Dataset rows
▬▬▬

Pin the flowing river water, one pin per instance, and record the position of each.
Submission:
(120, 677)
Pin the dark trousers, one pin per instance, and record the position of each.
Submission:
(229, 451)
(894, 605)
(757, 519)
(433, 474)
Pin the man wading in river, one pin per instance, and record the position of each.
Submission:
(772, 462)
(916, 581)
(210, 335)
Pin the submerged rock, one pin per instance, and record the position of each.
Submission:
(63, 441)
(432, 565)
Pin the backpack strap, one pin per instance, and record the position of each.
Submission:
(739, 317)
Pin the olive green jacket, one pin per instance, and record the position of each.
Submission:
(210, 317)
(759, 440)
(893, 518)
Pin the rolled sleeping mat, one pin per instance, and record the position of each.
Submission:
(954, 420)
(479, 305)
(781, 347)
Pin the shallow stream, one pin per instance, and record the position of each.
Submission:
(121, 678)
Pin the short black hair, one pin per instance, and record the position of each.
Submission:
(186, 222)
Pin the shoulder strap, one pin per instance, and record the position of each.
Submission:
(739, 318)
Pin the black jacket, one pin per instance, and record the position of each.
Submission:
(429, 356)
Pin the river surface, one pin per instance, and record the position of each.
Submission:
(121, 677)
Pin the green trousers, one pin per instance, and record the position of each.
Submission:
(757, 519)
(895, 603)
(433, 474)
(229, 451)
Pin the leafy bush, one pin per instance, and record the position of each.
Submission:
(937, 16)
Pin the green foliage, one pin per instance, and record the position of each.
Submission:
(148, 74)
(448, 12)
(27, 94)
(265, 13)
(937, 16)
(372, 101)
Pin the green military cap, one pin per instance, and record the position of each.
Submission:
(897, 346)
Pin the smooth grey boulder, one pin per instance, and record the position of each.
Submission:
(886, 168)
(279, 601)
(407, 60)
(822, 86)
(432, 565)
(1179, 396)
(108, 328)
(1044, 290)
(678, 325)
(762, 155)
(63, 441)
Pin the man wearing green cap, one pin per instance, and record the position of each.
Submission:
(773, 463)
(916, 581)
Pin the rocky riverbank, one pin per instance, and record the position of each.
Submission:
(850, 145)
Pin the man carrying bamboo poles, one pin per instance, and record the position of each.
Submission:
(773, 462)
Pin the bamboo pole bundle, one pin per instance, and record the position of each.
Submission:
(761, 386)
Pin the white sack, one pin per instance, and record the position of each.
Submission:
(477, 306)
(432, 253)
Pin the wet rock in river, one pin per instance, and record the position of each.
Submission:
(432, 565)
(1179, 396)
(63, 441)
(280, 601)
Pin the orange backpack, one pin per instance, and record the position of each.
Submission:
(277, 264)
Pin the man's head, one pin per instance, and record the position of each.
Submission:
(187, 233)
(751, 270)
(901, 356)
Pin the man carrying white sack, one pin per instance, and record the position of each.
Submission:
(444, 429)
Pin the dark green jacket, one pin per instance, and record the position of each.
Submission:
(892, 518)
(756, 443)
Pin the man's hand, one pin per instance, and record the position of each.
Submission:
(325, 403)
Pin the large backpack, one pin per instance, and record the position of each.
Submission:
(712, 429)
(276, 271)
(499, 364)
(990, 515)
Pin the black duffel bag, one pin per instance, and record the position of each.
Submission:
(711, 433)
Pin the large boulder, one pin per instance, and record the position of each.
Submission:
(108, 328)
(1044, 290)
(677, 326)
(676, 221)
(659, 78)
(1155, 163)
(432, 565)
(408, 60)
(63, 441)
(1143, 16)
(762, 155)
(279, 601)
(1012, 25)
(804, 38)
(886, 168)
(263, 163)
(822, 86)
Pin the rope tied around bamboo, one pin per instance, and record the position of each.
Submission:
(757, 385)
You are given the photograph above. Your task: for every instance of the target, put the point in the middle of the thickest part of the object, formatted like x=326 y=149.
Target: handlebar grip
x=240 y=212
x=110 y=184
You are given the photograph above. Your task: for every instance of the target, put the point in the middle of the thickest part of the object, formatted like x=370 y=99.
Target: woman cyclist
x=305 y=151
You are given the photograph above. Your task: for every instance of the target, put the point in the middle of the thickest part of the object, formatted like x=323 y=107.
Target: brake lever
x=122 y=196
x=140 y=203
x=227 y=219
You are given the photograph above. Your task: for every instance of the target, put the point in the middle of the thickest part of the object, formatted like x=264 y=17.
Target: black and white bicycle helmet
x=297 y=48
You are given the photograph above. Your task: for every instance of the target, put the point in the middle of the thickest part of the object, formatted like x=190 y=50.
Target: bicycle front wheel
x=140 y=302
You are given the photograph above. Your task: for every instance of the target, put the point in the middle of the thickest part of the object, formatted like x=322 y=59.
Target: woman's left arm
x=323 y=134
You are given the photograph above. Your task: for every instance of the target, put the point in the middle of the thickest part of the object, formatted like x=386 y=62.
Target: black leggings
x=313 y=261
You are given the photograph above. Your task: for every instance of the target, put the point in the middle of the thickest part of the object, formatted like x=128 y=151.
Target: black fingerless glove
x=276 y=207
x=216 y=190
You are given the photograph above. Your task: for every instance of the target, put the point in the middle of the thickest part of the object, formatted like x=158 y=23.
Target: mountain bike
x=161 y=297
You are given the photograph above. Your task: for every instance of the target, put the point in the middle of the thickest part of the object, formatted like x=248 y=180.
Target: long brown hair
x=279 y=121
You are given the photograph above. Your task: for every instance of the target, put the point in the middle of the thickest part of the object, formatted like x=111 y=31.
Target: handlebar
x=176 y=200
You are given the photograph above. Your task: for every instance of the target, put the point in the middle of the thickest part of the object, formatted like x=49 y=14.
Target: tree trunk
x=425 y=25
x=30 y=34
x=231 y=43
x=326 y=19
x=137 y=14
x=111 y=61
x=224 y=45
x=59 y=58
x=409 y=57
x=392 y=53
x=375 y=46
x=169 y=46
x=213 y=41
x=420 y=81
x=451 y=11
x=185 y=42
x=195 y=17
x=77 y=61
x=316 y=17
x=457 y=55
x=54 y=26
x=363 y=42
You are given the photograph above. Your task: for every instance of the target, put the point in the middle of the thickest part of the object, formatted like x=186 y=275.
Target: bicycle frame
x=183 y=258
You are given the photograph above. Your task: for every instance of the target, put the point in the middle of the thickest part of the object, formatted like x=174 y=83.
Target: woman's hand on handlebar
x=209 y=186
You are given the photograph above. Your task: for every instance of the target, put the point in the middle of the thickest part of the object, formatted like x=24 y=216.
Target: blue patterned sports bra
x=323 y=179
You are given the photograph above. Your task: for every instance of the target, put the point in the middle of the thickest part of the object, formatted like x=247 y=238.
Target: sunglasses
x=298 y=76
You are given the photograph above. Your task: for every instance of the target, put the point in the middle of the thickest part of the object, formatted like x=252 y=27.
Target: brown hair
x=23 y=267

▬▬▬

Work to complete:
Copy the entries above exactly, leaving none out.

Reply to the exercise:
Pin the flowing river water, one pin per instance, and record the position of each.
Submission:
(120, 677)
Pin the dark trousers, one pin per instance, and record the position of each.
Submission:
(229, 451)
(894, 605)
(757, 519)
(433, 474)
Pin the man wading in river, one pin per instance, and record the position of each.
Submission:
(772, 462)
(916, 581)
(210, 335)
Pin the submerged rock, one pin per instance, and record the position of each.
Submission:
(63, 441)
(432, 565)
Pin the backpack strap, one pin per instance, and record the position of each.
Submission:
(739, 317)
Pin the olive green jacket, one pin per instance, and record the position of each.
Submission:
(210, 317)
(759, 440)
(893, 518)
Pin the rolled sleeping mat, one pin per instance, and record the position of each.
Submission:
(954, 420)
(479, 305)
(781, 347)
Pin the shallow stream, one pin per instance, and record the position of each.
Submission:
(121, 678)
Pin the short black hair, one pin per instance, and record the position of each.
Submission:
(186, 222)
Pin the shoulder strap, one pin per instance, and record the position of each.
Submission:
(739, 318)
Pin the black jacket, one pin per instance, and record the position of each.
Submission:
(429, 356)
Pin the river surface, one pin per instance, and record the position of each.
Submission:
(121, 677)
Pin the green trousers, one pin per instance, and record the position of each.
Submission:
(757, 519)
(895, 603)
(433, 474)
(229, 451)
Pin the leafy bush, one pin per instance, and record the position of each.
Submission:
(937, 16)
Pin the green foliage, one pin per instance, and record the position of each.
Submission:
(148, 74)
(448, 12)
(27, 94)
(265, 13)
(937, 16)
(372, 101)
Pin the green military cap, one pin per instance, and record the position of each.
Submission:
(897, 346)
Pin the smooth grey boulder, one pin per instance, and record the position of each.
Submission:
(886, 168)
(279, 601)
(407, 60)
(822, 86)
(432, 565)
(1179, 396)
(108, 328)
(1044, 290)
(678, 325)
(762, 155)
(63, 441)
Pin the man wearing green cap, one pin per instance, and record the position of each.
Submission:
(773, 463)
(916, 581)
Pin the rocky riverbank, one pin per instance, and record the position of each.
Submission:
(850, 145)
Pin the man carrying bamboo poles, one pin per instance, and record the position of each.
Submission:
(773, 462)
Pin the bamboo pole bundle, one pin per instance, and record the position of each.
Submission:
(761, 386)
Pin the white sack, one pin per instance, and record the position of each.
Submission:
(477, 306)
(432, 253)
Pin the wet rock in river, one pin per instance, and record the position of each.
Submission:
(432, 565)
(1179, 396)
(63, 441)
(280, 601)
Pin the orange backpack, one pin per instance, and record the position of each.
Submission:
(277, 264)
Pin the man's head, one pin per instance, and record the position of each.
Submission:
(187, 233)
(751, 270)
(901, 356)
Pin the man carrying white sack, one pin per instance, and record the position of each.
Submission:
(444, 429)
Pin the dark green jacket, one pin per instance, and record the position of each.
Submission:
(892, 518)
(756, 443)
Pin the man's hand, one pin per instance, and record the position of each.
Submission:
(325, 403)
Pin the large backpack, one pin per instance, and record the position of each.
Submission:
(712, 429)
(276, 271)
(499, 364)
(990, 515)
Pin the black duffel bag, one pin per instance, and record the position of each.
Submission:
(711, 433)
Pin the large boulder, one pin per instance, and record the position of each.
Submission:
(108, 328)
(1044, 290)
(677, 326)
(676, 221)
(659, 78)
(1155, 163)
(432, 565)
(408, 60)
(63, 441)
(1143, 16)
(762, 155)
(279, 601)
(1012, 25)
(804, 38)
(886, 168)
(263, 163)
(822, 86)
Pin the rope tied around bamboo, one pin per instance, and record the position of each.
Submission:
(757, 385)
You are given the photograph above. Your task: for every instance of the target, put the point in the middle of the thickest part of the object, formatted like x=326 y=149.
Target: handlebar grip
x=240 y=212
x=110 y=184
You are given the photograph above. Your task: for every instance of the target, put the point in the middle of the thickest part of the object, formatted like x=370 y=99.
Target: woman cyclist
x=305 y=151
You are given the photograph above. Your task: for every instance of the target, put the point in the middle of the thickest part of the object, formatted like x=323 y=107.
Target: brake lever
x=122 y=196
x=140 y=203
x=227 y=219
You are given the photograph above. Your task: for every instance of the target, put the point in the middle of the thickest part of the object, formatted like x=264 y=17.
Target: black and white bicycle helmet
x=297 y=48
You are given the photograph above. Your task: for every instance of the target, put the point in the middle of the thickest part of the object, formatted like x=190 y=50.
Target: bicycle front wheel
x=140 y=302
You are given the photograph above. Your task: for every instance of the target, put the point in the middle of the thickest part of the object, formatted like x=322 y=59.
Target: woman's left arm
x=323 y=134
You are given the photograph above. Your task: for every instance of the target, put the point in the middle of the thickest part of the object, formatted like x=386 y=62.
Target: black leggings
x=313 y=261
You are given the photograph above. Your task: for every instance of the target, put the point in the middle of the thickest part of the object, formatted like x=128 y=151.
Target: black fingerless glove
x=276 y=207
x=216 y=190
You are given the photograph above. Your task: for every instance of the target, put the point in the middle of the thickest part of the object, formatted like x=158 y=23.
Target: mountain bike
x=161 y=297
You are given the photograph above. Your task: for every instance of the target, put the point in the middle of the thickest part of the object, formatted like x=248 y=180.
Target: long brown hair
x=279 y=121
You are given the photograph above. Your task: for every instance of the target, put the point in the middle of the thickest part of the object, formatted like x=111 y=31.
Target: handlebar
x=176 y=200
You are given the photograph above. Your task: for every instance of the target, put the point in the middle of the thickest part of the object, formatted like x=49 y=14.
Target: tree trunk
x=425 y=25
x=30 y=34
x=231 y=43
x=326 y=19
x=137 y=14
x=111 y=61
x=224 y=45
x=59 y=58
x=409 y=57
x=392 y=53
x=375 y=46
x=169 y=46
x=213 y=41
x=420 y=81
x=451 y=11
x=185 y=42
x=195 y=17
x=77 y=61
x=316 y=17
x=457 y=55
x=54 y=26
x=363 y=42
You are given the photograph above. Your task: for every instance of the target, put the point in the middle of the thickest part of the object, formatted like x=186 y=275.
Target: bicycle frame
x=183 y=258
You are given the photograph above. Your task: for every instance of the target, put the point in the middle of the thickest part of the object, formatted like x=174 y=83.
Target: woman's hand on handlebar
x=209 y=186
You are given the photograph above. Your task: for every instance of the target, put the point in the middle of the thickest part of the object, formatted like x=24 y=216.
Target: blue patterned sports bra
x=323 y=179
You are given the photograph above. Your task: for every instance of the target, put the point in the middle of the thickest part of the object, formatted like x=247 y=238.
Target: sunglasses
x=298 y=76
You are given the photograph above. Your task: for every instance of the target, put the point in the middle of the thickest part of the object, formatted like x=252 y=27.
Target: brown hair
x=23 y=267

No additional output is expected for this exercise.